**EXERCISE TASK**
How many lines in the material below contain the string "branch"? Reply with the number alone.

**SUPPLIED DATA**

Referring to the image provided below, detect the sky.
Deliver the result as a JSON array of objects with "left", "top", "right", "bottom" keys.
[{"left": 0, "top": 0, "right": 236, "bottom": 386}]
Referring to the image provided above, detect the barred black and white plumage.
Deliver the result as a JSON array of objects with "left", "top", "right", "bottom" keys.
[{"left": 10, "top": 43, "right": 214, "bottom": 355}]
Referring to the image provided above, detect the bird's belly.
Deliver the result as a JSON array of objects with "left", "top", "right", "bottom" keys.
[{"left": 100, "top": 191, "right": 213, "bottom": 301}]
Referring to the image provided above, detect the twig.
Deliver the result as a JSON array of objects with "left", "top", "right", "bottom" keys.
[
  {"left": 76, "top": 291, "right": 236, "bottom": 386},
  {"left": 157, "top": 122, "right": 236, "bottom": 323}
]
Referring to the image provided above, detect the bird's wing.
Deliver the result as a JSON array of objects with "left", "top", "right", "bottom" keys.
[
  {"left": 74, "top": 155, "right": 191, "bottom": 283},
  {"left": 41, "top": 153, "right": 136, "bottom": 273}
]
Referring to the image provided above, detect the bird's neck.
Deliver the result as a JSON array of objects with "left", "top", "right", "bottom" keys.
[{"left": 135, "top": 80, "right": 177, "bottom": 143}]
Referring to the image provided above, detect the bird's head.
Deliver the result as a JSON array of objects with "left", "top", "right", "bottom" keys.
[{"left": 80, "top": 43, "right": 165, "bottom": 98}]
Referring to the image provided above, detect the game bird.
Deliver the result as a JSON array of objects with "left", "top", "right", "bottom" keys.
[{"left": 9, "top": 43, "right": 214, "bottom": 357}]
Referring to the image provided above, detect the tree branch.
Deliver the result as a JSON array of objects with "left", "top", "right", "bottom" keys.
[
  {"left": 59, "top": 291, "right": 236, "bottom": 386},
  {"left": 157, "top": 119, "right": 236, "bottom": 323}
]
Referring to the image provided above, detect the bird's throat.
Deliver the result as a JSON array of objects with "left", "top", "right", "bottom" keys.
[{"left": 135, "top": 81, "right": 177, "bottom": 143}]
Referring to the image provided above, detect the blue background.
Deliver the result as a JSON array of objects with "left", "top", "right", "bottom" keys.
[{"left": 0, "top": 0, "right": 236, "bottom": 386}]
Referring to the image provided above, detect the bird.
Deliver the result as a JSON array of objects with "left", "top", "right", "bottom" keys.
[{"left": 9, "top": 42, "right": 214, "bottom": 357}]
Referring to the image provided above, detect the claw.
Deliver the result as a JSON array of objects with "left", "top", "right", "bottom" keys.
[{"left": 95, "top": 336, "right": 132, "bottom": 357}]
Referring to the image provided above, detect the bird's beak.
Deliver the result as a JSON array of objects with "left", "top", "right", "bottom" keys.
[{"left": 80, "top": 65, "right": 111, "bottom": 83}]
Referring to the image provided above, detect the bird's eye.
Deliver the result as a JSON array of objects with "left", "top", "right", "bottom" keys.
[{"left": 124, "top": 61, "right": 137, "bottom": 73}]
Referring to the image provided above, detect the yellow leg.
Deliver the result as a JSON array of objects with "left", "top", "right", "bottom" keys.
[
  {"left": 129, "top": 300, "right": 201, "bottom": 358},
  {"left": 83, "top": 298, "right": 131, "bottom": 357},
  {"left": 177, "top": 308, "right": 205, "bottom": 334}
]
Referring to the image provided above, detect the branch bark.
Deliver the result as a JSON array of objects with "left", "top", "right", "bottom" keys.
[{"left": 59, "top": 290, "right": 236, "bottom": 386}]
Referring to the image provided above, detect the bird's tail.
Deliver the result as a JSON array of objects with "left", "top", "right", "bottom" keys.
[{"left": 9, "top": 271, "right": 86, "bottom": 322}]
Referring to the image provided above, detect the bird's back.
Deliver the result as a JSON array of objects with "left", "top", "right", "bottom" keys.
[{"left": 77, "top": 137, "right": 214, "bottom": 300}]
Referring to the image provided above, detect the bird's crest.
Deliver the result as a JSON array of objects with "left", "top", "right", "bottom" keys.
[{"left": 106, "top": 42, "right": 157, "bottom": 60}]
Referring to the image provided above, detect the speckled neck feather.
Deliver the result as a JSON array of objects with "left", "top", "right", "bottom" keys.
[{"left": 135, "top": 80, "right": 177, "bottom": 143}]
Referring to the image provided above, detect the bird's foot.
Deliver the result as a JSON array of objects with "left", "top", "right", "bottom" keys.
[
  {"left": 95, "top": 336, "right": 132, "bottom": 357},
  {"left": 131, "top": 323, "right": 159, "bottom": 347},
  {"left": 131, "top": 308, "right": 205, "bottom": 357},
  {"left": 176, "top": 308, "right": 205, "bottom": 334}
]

**EXPECTED ANSWER**
2